About this exercise - Would you set down all of the entries below exactly as they stand?

Natural language region descriptions:
************
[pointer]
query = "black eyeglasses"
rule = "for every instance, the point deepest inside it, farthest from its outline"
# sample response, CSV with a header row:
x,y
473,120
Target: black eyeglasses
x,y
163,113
************
Exercise output -
[pointer]
query = "black eyeglasses"
rule = "for every instance, the point deepest inside it, farthest from its outline"
# sample response, CSV with a header row:
x,y
473,120
Target: black eyeglasses
x,y
163,113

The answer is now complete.